Me impresionó la imperturbabilidad del autor. Polanski tampoco tenía mayores problemas en sus relaciones con menores. La Historia nos revela a menudo casos de mentores morales que hicieron lo que condenaban: Jean-Jacques Rousseau, autor del más célebre tratado sobre educación, el «Emilio», abandonó a sus numerosos hijos en la inclusa, y Jean Paul Sartre, ese adalid de las libertades, hacía que Simone de Beauvoir –esa feminista– le metiese jovencitas en la cama.

Que Errejón se baje los pantalones y acorrale a una mujer con la lengua y las manazas no tendría más desgraciada novedad que la de haber militado en las filas del puritanismo. Sería un caso de brutalidad más en este mundo amargo si no hubiese afeado la conducta ajena. La izquierda tiene eso de la superioridad moral, que acaba pasándole factura.

Se me ha ocurrido sacar el «Programa del Cambio» de Podemos para las elecciones de 2015 (soy prudente guardando cosas) y te tiras de risa con el capítulo relativo a la Igualdad (página 53): «Plan de fomento de masculinidades no violentas a partir de procesos comunicativos y educativos dirigidos a impulsar un cambio de cultura general». Ya en tiempos de mis abuelos, lo de bajarse la bragueta para presentarse a una señora estaba muy mal visto. Esto del cambio cultural va mal, va muy mal.

Por lo demás, y vistos los antecedentes, Íñigo Errejón hubiese hecho bien diciendo simplemente: «Soy un guarro, me ha podido el bajo instinto, lamento lo hecho y me voy». Lo digo porque su carta de dimisión es un ejercicio tan abstruso que no consigo penetrarlo. He pedido ayuda al psiquiatra José Miguel Gaona, a ver si conseguía entender lo de «la representación pública genera una cotidianidad, una subjetividad, un tipo de vínculos con el ámbito público, con la fama y con los demás que pasan factura», pero también él ha tirado la toalla. El texto es cursi, ampuloso, con pretensiones intelectuales inanes e indescifrable. Es una pedorreta logorreica.

Consigna planteada A: Traduzca al inglés esta oración del texto sobre Errejón: «La izquierda tiene eso de la superioridad moral, que acaba pasándole factura.»
Consigna planteada B: Prolongue el texto sobre la dimisión de Errejón a partir de su última oración, con el mismo tono.

Sección de datos:
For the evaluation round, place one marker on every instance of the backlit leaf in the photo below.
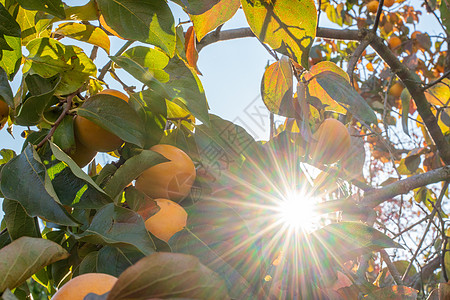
(118, 226)
(114, 116)
(24, 257)
(53, 7)
(277, 88)
(185, 85)
(85, 33)
(289, 26)
(147, 21)
(315, 90)
(341, 91)
(347, 240)
(131, 169)
(25, 179)
(49, 57)
(215, 16)
(439, 94)
(168, 275)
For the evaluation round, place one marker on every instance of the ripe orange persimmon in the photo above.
(106, 26)
(388, 3)
(333, 142)
(4, 110)
(78, 287)
(173, 179)
(93, 136)
(170, 219)
(394, 42)
(372, 6)
(396, 89)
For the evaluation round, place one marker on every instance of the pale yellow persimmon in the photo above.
(78, 287)
(171, 180)
(333, 142)
(93, 136)
(170, 219)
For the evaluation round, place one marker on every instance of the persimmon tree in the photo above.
(365, 105)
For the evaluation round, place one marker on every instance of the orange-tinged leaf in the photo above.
(287, 26)
(168, 275)
(396, 292)
(85, 33)
(215, 16)
(439, 94)
(24, 257)
(315, 90)
(277, 87)
(190, 47)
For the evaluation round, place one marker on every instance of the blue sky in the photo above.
(232, 72)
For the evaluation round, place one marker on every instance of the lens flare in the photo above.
(298, 212)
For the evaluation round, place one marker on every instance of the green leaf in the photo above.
(7, 155)
(213, 17)
(115, 116)
(147, 21)
(144, 75)
(209, 237)
(25, 179)
(33, 25)
(73, 186)
(406, 98)
(347, 240)
(5, 89)
(151, 106)
(64, 136)
(40, 98)
(11, 59)
(24, 257)
(85, 33)
(118, 226)
(166, 275)
(341, 91)
(277, 87)
(289, 27)
(49, 57)
(445, 14)
(18, 222)
(53, 7)
(131, 169)
(185, 85)
(115, 260)
(8, 26)
(152, 60)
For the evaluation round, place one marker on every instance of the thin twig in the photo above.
(59, 120)
(427, 86)
(391, 267)
(105, 69)
(377, 17)
(433, 213)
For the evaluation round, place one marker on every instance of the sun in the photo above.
(297, 211)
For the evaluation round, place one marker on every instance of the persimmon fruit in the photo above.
(333, 142)
(396, 89)
(394, 42)
(93, 136)
(170, 219)
(372, 6)
(388, 3)
(171, 180)
(78, 287)
(102, 21)
(4, 110)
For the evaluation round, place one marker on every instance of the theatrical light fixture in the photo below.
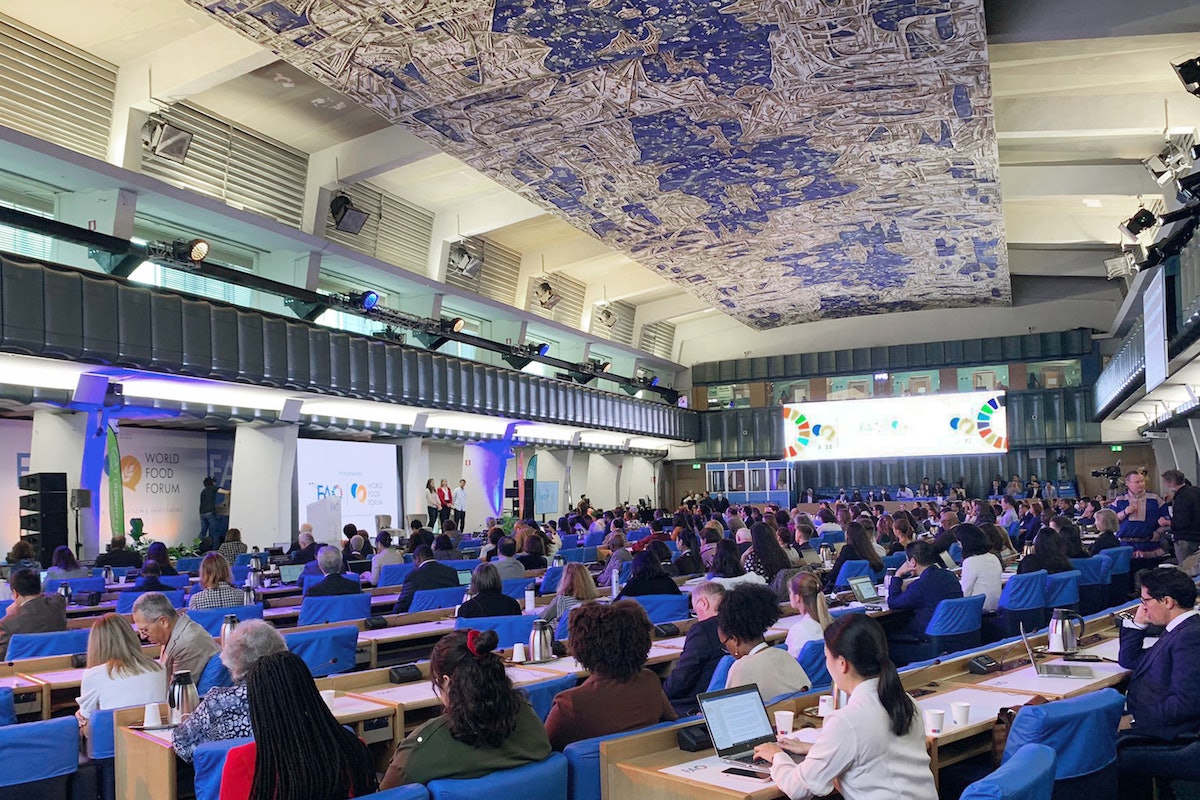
(546, 296)
(1188, 70)
(347, 217)
(165, 140)
(1143, 221)
(190, 251)
(462, 262)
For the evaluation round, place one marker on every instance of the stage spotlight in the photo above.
(347, 217)
(165, 140)
(1139, 222)
(365, 300)
(190, 251)
(1188, 70)
(546, 296)
(463, 262)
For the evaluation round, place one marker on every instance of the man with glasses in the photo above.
(185, 644)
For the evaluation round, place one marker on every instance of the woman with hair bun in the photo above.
(486, 723)
(871, 747)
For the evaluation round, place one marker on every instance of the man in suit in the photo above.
(429, 573)
(701, 650)
(933, 584)
(334, 583)
(1164, 687)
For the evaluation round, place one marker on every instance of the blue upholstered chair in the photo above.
(39, 758)
(545, 780)
(1083, 731)
(394, 575)
(327, 650)
(510, 630)
(1023, 601)
(665, 608)
(211, 619)
(40, 645)
(1027, 775)
(1062, 590)
(1095, 576)
(335, 608)
(209, 763)
(425, 600)
(550, 581)
(543, 693)
(957, 625)
(813, 660)
(126, 599)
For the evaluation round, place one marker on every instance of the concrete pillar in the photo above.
(263, 475)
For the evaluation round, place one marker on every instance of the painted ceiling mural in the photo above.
(785, 160)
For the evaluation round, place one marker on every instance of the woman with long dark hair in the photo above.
(871, 747)
(486, 725)
(300, 752)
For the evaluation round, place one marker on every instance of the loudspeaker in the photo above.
(43, 482)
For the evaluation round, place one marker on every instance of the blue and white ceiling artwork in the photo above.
(785, 160)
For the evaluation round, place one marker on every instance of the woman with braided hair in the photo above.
(300, 752)
(486, 723)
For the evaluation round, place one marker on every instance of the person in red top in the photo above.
(300, 752)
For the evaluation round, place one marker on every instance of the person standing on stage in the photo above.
(459, 500)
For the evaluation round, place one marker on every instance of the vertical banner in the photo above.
(115, 483)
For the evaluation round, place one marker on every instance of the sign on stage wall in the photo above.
(897, 427)
(364, 475)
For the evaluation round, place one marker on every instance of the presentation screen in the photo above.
(363, 474)
(897, 427)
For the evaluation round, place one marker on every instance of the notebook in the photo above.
(1055, 671)
(291, 572)
(737, 723)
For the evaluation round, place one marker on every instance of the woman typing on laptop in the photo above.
(874, 747)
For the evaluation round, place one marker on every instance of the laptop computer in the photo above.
(291, 572)
(737, 723)
(1054, 671)
(864, 590)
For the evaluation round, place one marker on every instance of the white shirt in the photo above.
(804, 631)
(983, 575)
(858, 749)
(100, 691)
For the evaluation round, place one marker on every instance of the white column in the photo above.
(263, 474)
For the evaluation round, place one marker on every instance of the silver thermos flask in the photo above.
(183, 697)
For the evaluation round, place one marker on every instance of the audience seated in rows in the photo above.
(225, 710)
(487, 597)
(486, 723)
(30, 612)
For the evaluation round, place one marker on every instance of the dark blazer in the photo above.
(490, 603)
(334, 584)
(922, 596)
(429, 575)
(1164, 687)
(701, 651)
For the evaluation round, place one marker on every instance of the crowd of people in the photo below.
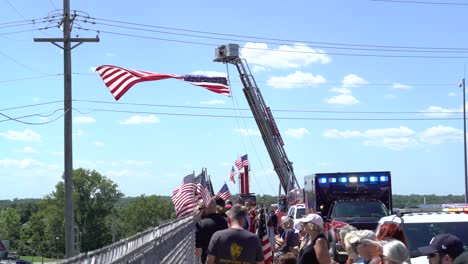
(226, 233)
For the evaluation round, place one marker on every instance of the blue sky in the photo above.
(334, 62)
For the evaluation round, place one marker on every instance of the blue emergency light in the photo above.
(383, 178)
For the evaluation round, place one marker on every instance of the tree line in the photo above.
(103, 215)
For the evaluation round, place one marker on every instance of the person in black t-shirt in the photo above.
(235, 244)
(208, 225)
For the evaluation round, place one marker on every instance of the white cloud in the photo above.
(437, 111)
(335, 133)
(120, 173)
(137, 119)
(210, 73)
(248, 132)
(26, 135)
(295, 56)
(441, 134)
(342, 99)
(213, 102)
(257, 69)
(401, 86)
(341, 90)
(391, 138)
(401, 131)
(29, 150)
(351, 80)
(21, 164)
(83, 120)
(398, 143)
(78, 133)
(85, 164)
(294, 80)
(137, 162)
(298, 133)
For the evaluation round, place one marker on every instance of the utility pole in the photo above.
(67, 102)
(462, 84)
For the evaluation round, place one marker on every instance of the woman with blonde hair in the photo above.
(315, 249)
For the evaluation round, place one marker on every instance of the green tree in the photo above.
(10, 225)
(145, 212)
(94, 199)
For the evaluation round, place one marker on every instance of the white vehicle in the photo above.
(421, 225)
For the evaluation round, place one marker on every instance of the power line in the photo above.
(282, 118)
(422, 2)
(31, 105)
(274, 110)
(393, 49)
(17, 119)
(276, 39)
(286, 51)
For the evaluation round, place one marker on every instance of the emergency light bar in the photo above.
(353, 179)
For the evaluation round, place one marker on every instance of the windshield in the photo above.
(300, 213)
(360, 209)
(420, 234)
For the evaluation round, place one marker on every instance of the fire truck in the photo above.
(263, 116)
(360, 199)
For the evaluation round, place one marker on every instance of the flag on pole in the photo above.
(119, 80)
(224, 192)
(203, 190)
(232, 175)
(242, 161)
(263, 235)
(183, 197)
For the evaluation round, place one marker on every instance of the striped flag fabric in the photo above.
(203, 190)
(224, 192)
(119, 80)
(242, 161)
(183, 197)
(232, 175)
(263, 235)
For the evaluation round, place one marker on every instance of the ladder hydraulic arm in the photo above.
(266, 123)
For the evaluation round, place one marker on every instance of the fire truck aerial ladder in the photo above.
(229, 53)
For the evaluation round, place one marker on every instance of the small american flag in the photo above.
(232, 175)
(183, 197)
(263, 235)
(242, 161)
(203, 190)
(224, 192)
(119, 80)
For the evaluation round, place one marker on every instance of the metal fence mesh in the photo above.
(169, 243)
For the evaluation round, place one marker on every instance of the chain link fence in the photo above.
(173, 242)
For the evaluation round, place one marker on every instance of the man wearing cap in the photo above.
(315, 248)
(445, 249)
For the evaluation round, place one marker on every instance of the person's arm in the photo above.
(210, 259)
(321, 251)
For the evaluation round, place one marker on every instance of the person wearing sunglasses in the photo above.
(445, 249)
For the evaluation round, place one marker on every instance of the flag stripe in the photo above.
(119, 80)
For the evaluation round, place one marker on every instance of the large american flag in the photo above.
(119, 80)
(203, 190)
(242, 161)
(224, 192)
(263, 235)
(232, 175)
(183, 197)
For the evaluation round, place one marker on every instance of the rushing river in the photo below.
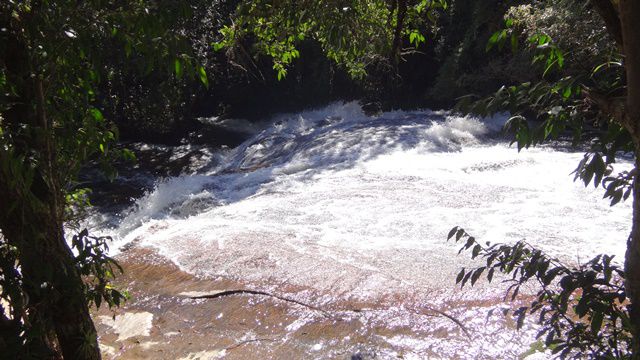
(357, 208)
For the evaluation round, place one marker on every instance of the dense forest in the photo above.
(81, 81)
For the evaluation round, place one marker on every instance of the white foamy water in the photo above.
(360, 206)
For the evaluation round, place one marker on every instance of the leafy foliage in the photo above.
(54, 60)
(563, 102)
(582, 311)
(352, 33)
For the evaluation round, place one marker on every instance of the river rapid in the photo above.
(337, 209)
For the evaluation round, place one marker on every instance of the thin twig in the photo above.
(324, 312)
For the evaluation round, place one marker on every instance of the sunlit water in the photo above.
(358, 207)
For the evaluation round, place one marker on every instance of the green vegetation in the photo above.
(52, 63)
(589, 84)
(70, 71)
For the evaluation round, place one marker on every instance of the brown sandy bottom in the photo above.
(163, 321)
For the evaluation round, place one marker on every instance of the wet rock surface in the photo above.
(164, 321)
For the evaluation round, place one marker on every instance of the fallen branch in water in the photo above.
(237, 345)
(324, 312)
(263, 293)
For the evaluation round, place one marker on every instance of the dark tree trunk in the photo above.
(31, 220)
(629, 12)
(396, 46)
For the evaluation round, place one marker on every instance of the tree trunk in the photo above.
(396, 46)
(629, 11)
(56, 315)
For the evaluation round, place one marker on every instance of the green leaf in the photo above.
(596, 321)
(202, 74)
(177, 65)
(97, 115)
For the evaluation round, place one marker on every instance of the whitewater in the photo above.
(350, 206)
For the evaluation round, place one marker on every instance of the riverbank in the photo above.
(163, 321)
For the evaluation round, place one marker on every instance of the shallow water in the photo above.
(345, 207)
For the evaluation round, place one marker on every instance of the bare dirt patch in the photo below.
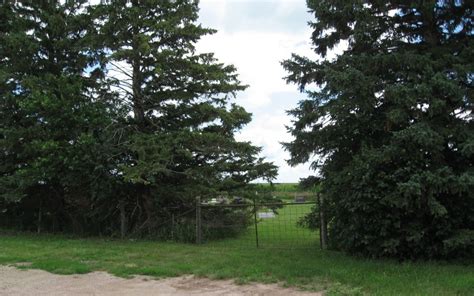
(37, 282)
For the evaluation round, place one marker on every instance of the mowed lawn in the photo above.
(289, 256)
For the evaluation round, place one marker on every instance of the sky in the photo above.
(255, 36)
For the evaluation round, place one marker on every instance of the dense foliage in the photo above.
(389, 124)
(110, 121)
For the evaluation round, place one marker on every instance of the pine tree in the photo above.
(390, 124)
(51, 152)
(180, 130)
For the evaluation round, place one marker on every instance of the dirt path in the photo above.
(14, 281)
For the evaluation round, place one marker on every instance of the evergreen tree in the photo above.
(51, 154)
(390, 124)
(179, 141)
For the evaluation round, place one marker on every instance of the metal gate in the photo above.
(261, 225)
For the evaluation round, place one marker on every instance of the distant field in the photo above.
(286, 191)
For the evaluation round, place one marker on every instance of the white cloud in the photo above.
(257, 50)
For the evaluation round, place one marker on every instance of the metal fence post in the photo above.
(198, 221)
(323, 229)
(255, 220)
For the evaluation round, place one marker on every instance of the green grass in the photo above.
(308, 268)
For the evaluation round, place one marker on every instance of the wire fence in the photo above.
(243, 224)
(267, 225)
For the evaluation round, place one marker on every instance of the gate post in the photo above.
(198, 221)
(323, 228)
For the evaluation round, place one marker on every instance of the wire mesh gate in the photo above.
(262, 225)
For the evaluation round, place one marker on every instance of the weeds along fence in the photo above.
(244, 224)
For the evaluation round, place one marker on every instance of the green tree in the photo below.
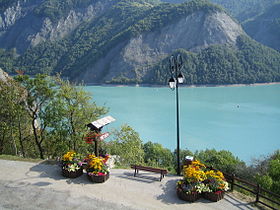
(40, 90)
(70, 111)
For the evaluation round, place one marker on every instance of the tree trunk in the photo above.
(2, 142)
(20, 136)
(37, 141)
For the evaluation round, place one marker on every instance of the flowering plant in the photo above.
(97, 165)
(216, 181)
(71, 161)
(198, 179)
(194, 176)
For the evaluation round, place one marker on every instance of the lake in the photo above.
(244, 119)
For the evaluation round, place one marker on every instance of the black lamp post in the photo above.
(176, 79)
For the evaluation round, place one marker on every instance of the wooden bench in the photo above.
(151, 169)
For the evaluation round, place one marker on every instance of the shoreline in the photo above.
(184, 86)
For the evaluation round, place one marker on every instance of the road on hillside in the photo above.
(25, 185)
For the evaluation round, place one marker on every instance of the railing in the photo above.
(254, 189)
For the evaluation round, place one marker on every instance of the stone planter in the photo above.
(187, 197)
(214, 196)
(98, 179)
(72, 174)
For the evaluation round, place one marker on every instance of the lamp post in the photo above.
(176, 79)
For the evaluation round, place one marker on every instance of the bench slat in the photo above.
(146, 168)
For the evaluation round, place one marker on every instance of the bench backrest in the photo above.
(146, 168)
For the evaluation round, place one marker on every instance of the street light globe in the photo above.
(172, 83)
(180, 78)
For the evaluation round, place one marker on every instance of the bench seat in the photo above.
(162, 172)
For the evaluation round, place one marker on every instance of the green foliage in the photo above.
(222, 160)
(56, 9)
(7, 59)
(44, 116)
(268, 35)
(267, 172)
(128, 145)
(241, 9)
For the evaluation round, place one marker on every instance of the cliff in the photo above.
(26, 23)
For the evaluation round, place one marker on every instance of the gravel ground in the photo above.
(25, 185)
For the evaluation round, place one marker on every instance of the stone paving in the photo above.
(25, 185)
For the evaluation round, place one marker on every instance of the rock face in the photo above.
(133, 57)
(21, 28)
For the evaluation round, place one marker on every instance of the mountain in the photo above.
(25, 24)
(265, 28)
(129, 41)
(242, 10)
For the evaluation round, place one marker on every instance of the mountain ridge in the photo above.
(127, 41)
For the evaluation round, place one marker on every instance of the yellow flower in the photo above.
(69, 156)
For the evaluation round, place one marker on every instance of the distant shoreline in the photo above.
(187, 86)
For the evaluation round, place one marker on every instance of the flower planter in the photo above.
(214, 196)
(98, 179)
(187, 197)
(72, 174)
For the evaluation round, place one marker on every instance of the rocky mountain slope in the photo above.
(28, 23)
(128, 41)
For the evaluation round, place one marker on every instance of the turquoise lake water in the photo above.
(244, 120)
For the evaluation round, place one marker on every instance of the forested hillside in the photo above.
(265, 28)
(240, 9)
(129, 42)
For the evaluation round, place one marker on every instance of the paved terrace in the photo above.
(25, 185)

Respuesta a consigna A: The left has that thing about moral superiority, which ends up taking its toll on it.

Respuesta a consigna B:
Creo que viene a decir que él no tiene la culpa de sacarse el miembro viril. Que le ha pasado por culpa de la sociedad neoliberal, el exceso de trabajo y la cultura patriarcal, que le han hecho caer en la contradicción personal. O sea, que la culpa la tenemos nosotros. Y que por eso va al psiquiatra, en «un proceso de acompañamiento psicológico».

No me apetece hacer carne picada de Errejón. No creo que sea peor que muchos de nosotros y ahora es fácil hacer leña del árbol caído. Incluso podría argumentar –desde mi metro setenta y dos– que quitarse de encima a un tipo tan endeble y asténico no debe ser tarea imposible y que semejante alfeñique no constituye un peligro letal. Bastaría con un par de bofetones para ponerlo en su sitio. Pero me temo que a este menino le va a tocar cargar con el peso de todas las filípicas que hemos tenido que aguantar de la izquierda.